[Entries from a pointing dataset]
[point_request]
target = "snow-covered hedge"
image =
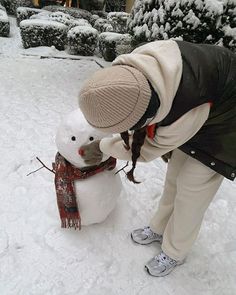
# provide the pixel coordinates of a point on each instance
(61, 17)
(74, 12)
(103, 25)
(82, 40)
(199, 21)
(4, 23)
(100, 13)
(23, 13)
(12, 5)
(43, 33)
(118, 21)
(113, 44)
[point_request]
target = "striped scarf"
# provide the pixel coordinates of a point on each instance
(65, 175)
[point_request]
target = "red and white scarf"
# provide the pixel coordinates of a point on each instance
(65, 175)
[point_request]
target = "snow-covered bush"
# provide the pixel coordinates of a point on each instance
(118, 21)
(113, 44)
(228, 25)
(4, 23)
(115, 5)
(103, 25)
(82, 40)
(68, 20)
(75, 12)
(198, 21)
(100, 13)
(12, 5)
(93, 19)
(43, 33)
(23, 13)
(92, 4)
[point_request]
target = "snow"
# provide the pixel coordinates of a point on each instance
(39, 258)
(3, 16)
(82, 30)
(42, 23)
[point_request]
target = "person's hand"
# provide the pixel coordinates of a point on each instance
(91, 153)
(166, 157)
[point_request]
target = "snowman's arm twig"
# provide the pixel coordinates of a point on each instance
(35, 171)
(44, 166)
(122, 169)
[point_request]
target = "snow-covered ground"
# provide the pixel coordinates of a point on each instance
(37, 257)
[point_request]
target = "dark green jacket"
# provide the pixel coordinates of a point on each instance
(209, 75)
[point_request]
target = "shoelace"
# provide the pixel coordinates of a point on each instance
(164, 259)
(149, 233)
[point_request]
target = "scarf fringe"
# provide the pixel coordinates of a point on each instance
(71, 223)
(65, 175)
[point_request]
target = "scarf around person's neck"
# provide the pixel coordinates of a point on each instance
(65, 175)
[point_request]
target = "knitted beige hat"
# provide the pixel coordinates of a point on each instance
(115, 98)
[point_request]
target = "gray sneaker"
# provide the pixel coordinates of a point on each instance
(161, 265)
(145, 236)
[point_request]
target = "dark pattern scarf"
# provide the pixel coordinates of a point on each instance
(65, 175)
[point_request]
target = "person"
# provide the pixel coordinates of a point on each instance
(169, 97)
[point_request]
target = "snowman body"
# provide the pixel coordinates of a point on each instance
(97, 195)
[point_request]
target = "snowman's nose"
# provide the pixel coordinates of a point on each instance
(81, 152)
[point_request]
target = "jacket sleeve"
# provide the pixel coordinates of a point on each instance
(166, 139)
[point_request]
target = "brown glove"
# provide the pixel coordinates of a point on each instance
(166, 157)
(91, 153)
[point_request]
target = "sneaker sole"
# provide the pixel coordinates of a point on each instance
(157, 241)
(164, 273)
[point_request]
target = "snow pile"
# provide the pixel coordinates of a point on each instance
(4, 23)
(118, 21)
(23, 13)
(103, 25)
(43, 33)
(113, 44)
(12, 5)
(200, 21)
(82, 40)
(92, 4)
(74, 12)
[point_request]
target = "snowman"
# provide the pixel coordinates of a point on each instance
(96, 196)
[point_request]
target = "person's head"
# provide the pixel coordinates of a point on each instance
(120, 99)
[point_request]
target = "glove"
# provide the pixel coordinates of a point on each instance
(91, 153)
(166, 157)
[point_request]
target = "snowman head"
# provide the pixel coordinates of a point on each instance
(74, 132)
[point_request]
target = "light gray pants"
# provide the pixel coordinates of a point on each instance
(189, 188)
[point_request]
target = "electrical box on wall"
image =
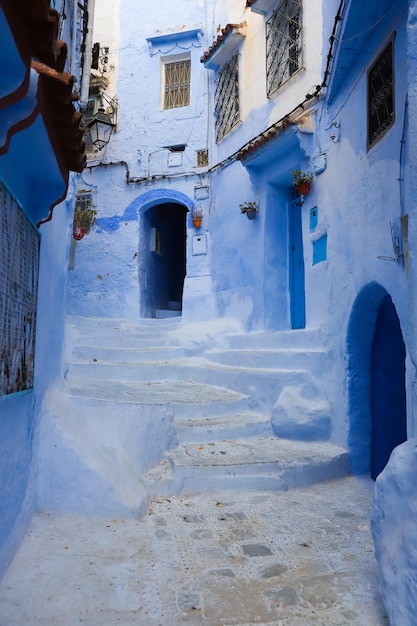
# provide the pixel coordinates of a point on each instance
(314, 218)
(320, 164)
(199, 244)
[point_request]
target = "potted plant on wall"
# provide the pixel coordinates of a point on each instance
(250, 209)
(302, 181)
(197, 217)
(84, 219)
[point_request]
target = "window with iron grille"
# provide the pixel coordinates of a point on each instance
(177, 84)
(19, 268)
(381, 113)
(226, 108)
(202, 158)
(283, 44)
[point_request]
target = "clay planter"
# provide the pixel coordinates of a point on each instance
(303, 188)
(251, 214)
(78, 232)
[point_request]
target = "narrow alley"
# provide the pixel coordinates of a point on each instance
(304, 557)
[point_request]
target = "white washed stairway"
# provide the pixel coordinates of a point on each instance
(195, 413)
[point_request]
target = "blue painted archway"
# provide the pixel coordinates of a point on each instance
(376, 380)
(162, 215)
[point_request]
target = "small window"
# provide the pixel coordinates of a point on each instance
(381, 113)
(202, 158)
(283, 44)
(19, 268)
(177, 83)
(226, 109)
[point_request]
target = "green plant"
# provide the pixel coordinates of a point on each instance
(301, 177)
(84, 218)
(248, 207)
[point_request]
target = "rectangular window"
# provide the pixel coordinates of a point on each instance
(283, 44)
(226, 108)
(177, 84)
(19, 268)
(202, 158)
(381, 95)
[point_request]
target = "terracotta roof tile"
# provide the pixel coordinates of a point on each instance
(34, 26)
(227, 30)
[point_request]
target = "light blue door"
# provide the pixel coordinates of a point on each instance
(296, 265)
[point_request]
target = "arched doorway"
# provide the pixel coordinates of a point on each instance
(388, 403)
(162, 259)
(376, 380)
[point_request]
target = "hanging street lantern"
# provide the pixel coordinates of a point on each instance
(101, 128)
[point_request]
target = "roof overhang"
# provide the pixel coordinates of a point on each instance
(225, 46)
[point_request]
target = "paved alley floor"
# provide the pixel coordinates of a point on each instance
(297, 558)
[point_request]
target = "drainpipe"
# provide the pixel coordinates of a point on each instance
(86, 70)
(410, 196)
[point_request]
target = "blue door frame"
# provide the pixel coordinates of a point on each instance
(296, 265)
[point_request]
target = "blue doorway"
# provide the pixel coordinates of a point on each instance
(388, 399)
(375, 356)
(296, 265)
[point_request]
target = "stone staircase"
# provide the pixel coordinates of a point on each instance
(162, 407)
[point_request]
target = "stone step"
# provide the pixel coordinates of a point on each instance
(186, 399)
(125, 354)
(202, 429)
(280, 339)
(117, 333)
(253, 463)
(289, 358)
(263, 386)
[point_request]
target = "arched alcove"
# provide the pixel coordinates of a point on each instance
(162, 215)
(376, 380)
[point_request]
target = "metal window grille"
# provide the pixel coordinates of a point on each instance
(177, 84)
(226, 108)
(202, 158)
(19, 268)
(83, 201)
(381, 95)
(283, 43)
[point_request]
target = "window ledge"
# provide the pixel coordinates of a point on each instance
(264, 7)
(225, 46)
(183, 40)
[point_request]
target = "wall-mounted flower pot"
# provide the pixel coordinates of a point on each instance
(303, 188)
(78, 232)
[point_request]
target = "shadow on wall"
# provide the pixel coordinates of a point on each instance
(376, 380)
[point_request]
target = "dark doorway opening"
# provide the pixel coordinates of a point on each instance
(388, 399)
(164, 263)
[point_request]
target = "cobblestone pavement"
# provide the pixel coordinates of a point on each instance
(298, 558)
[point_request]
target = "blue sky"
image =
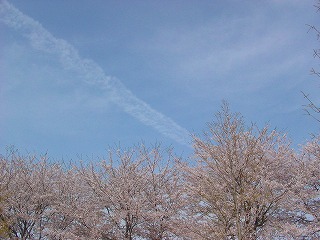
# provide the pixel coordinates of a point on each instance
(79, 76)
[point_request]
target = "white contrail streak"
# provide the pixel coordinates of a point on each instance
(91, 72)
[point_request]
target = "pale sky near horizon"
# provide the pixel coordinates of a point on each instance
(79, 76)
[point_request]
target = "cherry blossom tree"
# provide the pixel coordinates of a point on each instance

Your goal:
The records above must be printed exactly; the pictures stay out.

Solution below:
[point_request]
target = "snow-covered hedge"
image =
# provide the pixel coordinates of a point on each instance
(61, 17)
(74, 12)
(103, 25)
(82, 40)
(199, 21)
(4, 23)
(100, 13)
(23, 13)
(12, 5)
(43, 33)
(118, 21)
(113, 44)
[point_request]
target = "striped scarf"
# provide the pixel coordinates of a point on each instance
(65, 175)
[point_request]
target = "red and white scarf"
# provide the pixel coordinates of a point on each instance
(65, 175)
[point_request]
target = "snow-covered bush"
# provide the pixel coordinates of a point on each instance
(118, 21)
(113, 44)
(228, 25)
(4, 23)
(115, 5)
(103, 25)
(82, 40)
(68, 20)
(75, 12)
(198, 21)
(100, 13)
(12, 5)
(93, 19)
(43, 33)
(23, 13)
(92, 4)
[point_request]
target = "snow"
# provide the pixel coordinates of a point on each instance
(39, 258)
(3, 16)
(82, 30)
(42, 23)
[point_request]
target = "person's hand"
# provide the pixel coordinates of a point on each instance
(91, 153)
(166, 157)
[point_request]
target = "snowman's arm twig"
# provide the pixel coordinates of a point on each instance
(35, 171)
(44, 166)
(122, 169)
[point_request]
target = "snow-covered ground"
# provide the pixel coordinates of a point on each instance
(37, 257)
[point_request]
target = "dark green jacket"
# provide the pixel coordinates of a point on each instance
(209, 75)
[point_request]
target = "shoelace"
# provide the pixel coordinates of a point on each instance
(164, 259)
(149, 233)
[point_request]
target = "scarf fringe"
# provide the pixel coordinates of a point on each instance
(71, 223)
(65, 175)
[point_request]
target = "scarf around person's neck"
# provide the pixel coordinates of a point on each instance
(65, 175)
[point_request]
target = "knitted beige hat"
# provide the pixel coordinates of a point on each instance
(115, 98)
[point_request]
target = "gray sneaker"
# provide the pixel coordinates of a point on each instance
(161, 265)
(145, 236)
[point_request]
target = "dark pattern scarf"
# provide the pixel coordinates of a point on each instance
(65, 175)
[point_request]
target = "person"
# provide the pixel coordinates of a point on each instance
(169, 97)
[point_request]
target = "snowman body"
# provide the pixel coordinates of a point on each instance
(97, 195)
[point_request]
target = "snowman's nose"
# provide the pixel coordinates of a point on each instance
(81, 152)
[point_request]
target = "jacket sleeve"
# provide the pixel coordinates of a point on each instance
(166, 139)
[point_request]
target = "brown glove"
# provide the pixel coordinates of a point on each instance
(166, 157)
(91, 153)
[point_request]
target = "sneaker sole"
# provide the pixel coordinates of a point on each instance
(157, 241)
(164, 273)
[point_request]
target = "snow pile"
# provide the pixel coordinates of a point on each instance
(4, 23)
(118, 21)
(23, 13)
(103, 25)
(43, 33)
(113, 44)
(12, 5)
(200, 21)
(82, 40)
(92, 4)
(74, 12)
[point_request]
target = "snowman"
# provide the pixel coordinates of a point on each instance
(96, 196)
[point_request]
target = "person's head"
# provide the pixel coordinates of a point on each instance
(120, 99)
[point_request]
target = "glove"
# provide the pixel coordinates of a point on each instance
(91, 153)
(166, 157)
[point_request]
target = "snowman head"
# provide the pixel coordinates of a point on each instance
(74, 132)
[point_request]
target = "light gray pants"
# provide the pixel coordinates of a point on each instance
(189, 188)
[point_request]
target = "electrical box on wall"
image =
# provide the pixel coordinates of a point on each instance
(314, 218)
(320, 164)
(199, 244)
[point_request]
target = "potted plant on wall"
# provide the pixel coordinates of a point on each instance
(250, 209)
(302, 181)
(197, 217)
(84, 219)
[point_request]
target = "window with iron grille"
# provide the pixel coordinates of a point on each instance
(177, 84)
(19, 268)
(381, 113)
(226, 108)
(202, 158)
(283, 44)
[point_request]
target = "clay planter"
# provide the pixel coordinates of a point on each instance
(303, 188)
(251, 214)
(78, 232)
[point_request]
target = "narrow alley"
# provide the pixel coordinates of a point on each instance
(304, 557)
[point_request]
target = "white washed stairway"
# provide the pixel coordinates of a point on each instance
(195, 413)
[point_request]
target = "blue painted archway"
# provide the pixel coordinates of a point on each instance
(376, 380)
(162, 215)
[point_request]
target = "small window"
# provide the pixel coordinates of a point on each instance
(381, 113)
(202, 158)
(283, 44)
(19, 268)
(177, 83)
(226, 109)
[point_request]
target = "green plant"
# provide the pixel coordinates of a point on each instance
(301, 177)
(84, 218)
(248, 207)
[point_request]
target = "rectangular window"
# provide the pixel coordinates of a point on each instance
(283, 44)
(226, 108)
(177, 84)
(19, 268)
(202, 158)
(381, 95)
[point_request]
target = "terracotta roof tile"
# provide the pixel coordinates of a point on each instance
(34, 26)
(227, 30)
[point_request]
target = "light blue door"
# provide the pixel coordinates of a point on each instance
(296, 265)
[point_request]
target = "arched doorway"
# provide the pixel coordinates of a point on each instance
(388, 403)
(162, 259)
(376, 380)
[point_request]
target = "hanging street lantern"
# provide the pixel coordinates of a point on each instance
(101, 128)
[point_request]
target = "roof overhang"
# provide the pixel coordinates of a point on each instance
(225, 46)
[point_request]
target = "paved alley floor"
# provide the pixel coordinates of a point on each instance
(297, 558)
[point_request]
target = "drainpipe"
# provide the pixel coordinates of a point on each instance
(86, 70)
(410, 196)
[point_request]
target = "blue door frame"
# provide the pixel coordinates of a point on each instance
(296, 265)
[point_request]
target = "blue doorway"
# provide the pixel coordinates of a point on each instance
(388, 399)
(375, 356)
(296, 265)
[point_request]
target = "stone staircase"
# provide the pixel coordinates of a point on each instance
(162, 407)
[point_request]
target = "stone step"
# provide the pixel coordinates of a point on each instance
(186, 399)
(125, 354)
(202, 429)
(280, 339)
(117, 333)
(253, 463)
(289, 358)
(263, 386)
[point_request]
target = "arched alcove"
# provide the pixel coordinates of a point on each instance
(162, 215)
(376, 380)
[point_request]
target = "metal window grille"
# provide the pixel coordinates of a point on each instance
(177, 84)
(226, 108)
(202, 158)
(19, 268)
(83, 201)
(381, 95)
(283, 43)
[point_request]
target = "window ledge"
# provide the pixel coordinates of a point on each instance
(264, 7)
(225, 46)
(183, 40)
[point_request]
target = "wall-mounted flower pot"
# provide the pixel coordinates of a point on each instance
(303, 188)
(78, 232)
[point_request]
target = "shadow on wall"
# provide the pixel coordinates of a point on each instance
(376, 380)
[point_request]
target = "dark doorway opening"
# provide the pixel coordinates of a point on each instance
(388, 399)
(164, 263)
[point_request]
target = "cobblestone pavement"
# provide the pixel coordinates of a point on each instance
(298, 558)
[point_request]
target = "blue sky"
image =
# provide the pixel coordinates of a point on each instance
(79, 76)
[point_request]
target = "white contrail streak"
# provide the pixel coordinates of a point on each instance
(91, 72)
[point_request]
target = "pale sky near horizon"
# provide the pixel coordinates of a point on each instance
(79, 76)
[point_request]
target = "cherry blossom tree"
# provide the pixel coordinates of a point on each instance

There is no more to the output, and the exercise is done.